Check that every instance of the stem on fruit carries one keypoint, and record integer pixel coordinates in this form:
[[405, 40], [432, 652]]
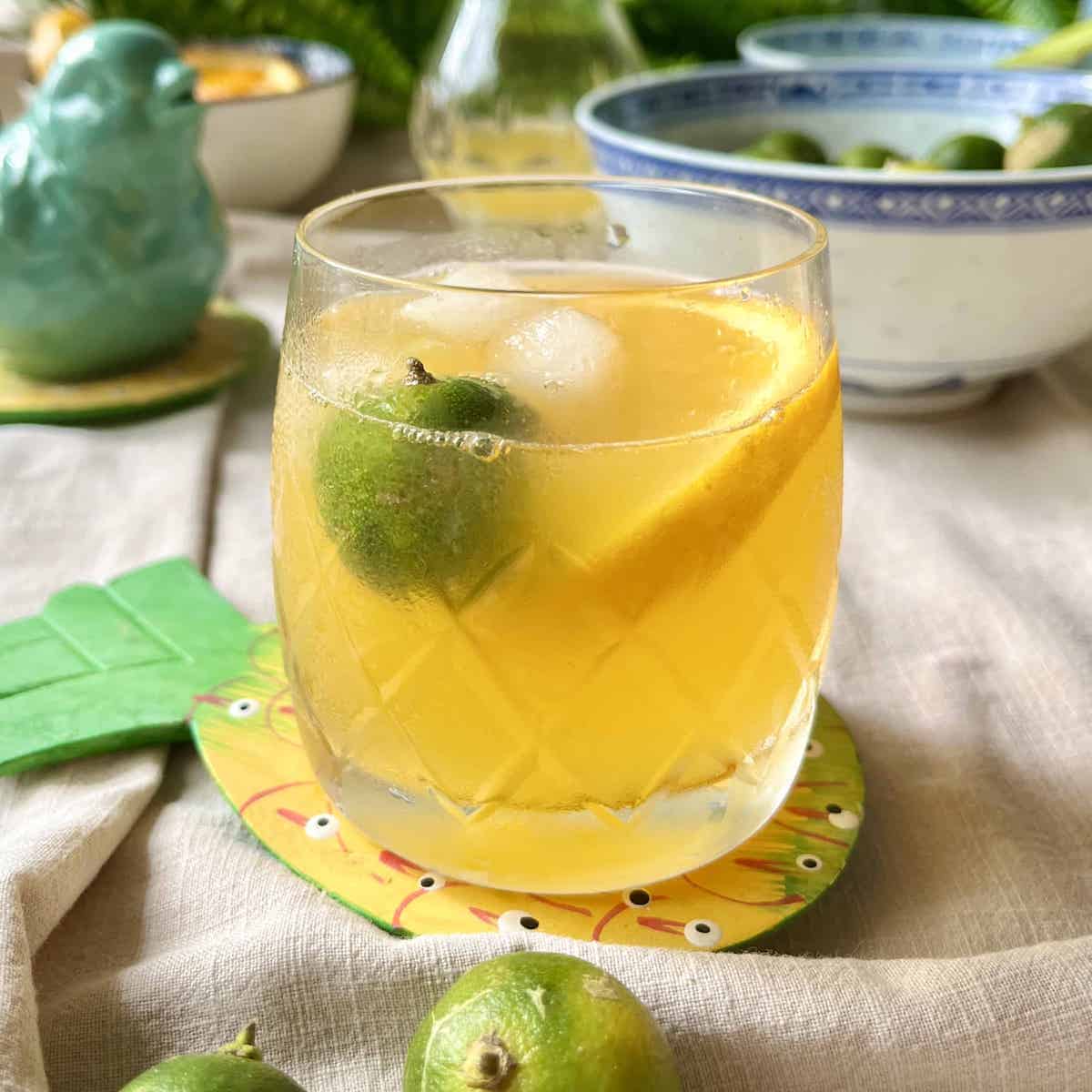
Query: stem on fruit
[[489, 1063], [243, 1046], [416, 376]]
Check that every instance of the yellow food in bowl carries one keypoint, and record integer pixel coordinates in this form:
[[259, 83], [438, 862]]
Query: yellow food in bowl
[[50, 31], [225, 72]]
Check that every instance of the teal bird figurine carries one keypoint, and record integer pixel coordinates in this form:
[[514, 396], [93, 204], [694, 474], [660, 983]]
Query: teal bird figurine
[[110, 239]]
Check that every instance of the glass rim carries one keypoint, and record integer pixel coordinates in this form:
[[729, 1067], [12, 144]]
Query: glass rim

...

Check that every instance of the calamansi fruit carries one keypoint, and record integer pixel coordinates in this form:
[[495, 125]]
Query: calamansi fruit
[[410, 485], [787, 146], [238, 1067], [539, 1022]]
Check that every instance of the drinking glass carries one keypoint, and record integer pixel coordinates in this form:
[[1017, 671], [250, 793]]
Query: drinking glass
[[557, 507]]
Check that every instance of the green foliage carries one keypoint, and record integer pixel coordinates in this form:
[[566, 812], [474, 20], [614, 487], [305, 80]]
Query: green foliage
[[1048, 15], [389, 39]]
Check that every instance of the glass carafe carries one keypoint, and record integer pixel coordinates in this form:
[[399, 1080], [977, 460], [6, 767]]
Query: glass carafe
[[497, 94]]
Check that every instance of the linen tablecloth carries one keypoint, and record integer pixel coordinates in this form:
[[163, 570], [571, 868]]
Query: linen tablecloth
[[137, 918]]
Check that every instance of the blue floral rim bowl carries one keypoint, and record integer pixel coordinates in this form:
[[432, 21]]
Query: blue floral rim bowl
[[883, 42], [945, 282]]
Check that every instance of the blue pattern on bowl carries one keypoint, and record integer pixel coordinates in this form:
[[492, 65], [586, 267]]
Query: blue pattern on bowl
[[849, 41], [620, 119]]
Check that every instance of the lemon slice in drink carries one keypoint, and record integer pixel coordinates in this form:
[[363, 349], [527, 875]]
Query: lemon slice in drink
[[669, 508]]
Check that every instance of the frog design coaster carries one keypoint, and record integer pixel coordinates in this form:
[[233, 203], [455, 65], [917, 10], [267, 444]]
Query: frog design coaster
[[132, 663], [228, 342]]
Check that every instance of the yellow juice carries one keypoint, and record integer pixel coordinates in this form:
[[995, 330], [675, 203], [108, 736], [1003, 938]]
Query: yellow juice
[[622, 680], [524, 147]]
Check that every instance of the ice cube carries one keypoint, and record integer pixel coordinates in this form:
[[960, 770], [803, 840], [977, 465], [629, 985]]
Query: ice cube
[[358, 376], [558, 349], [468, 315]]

* * *

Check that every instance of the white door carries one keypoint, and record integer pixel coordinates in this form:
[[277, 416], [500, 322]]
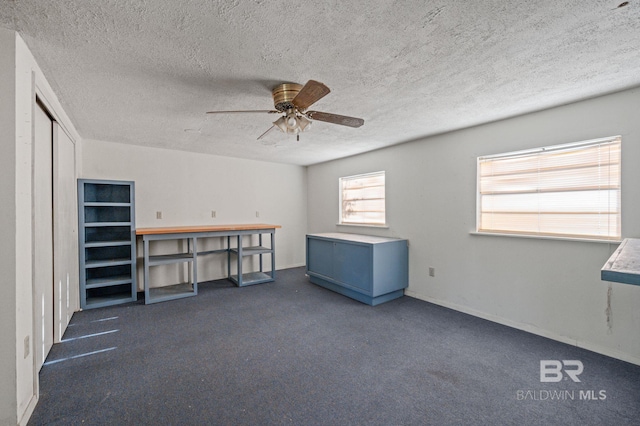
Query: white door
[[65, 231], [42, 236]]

> EXERCISE INSTRUCTIONS:
Once you find the line with "Check that every instance of the linen" in the entries above, output it and each line after it up to and including the line with "[[492, 65], [586, 267]]", and nothing else.

> YOUR RESPONSE:
Check that every instance of the linen tablecloth carries one keypoint, and record integer pixel coordinates in this form:
[[163, 570], [571, 868]]
Query: linen tablecloth
[[137, 918]]
Check that every instance of the blue floral rim bowl carries one keypoint, and record integer pixel coordinates in this form:
[[432, 21]]
Query: blue floral rim bowl
[[883, 42], [945, 282]]
Check that every instance of the blue pattern on bowl carries one keypoint, and record integer pixel coordinates in this form:
[[492, 65], [586, 267]]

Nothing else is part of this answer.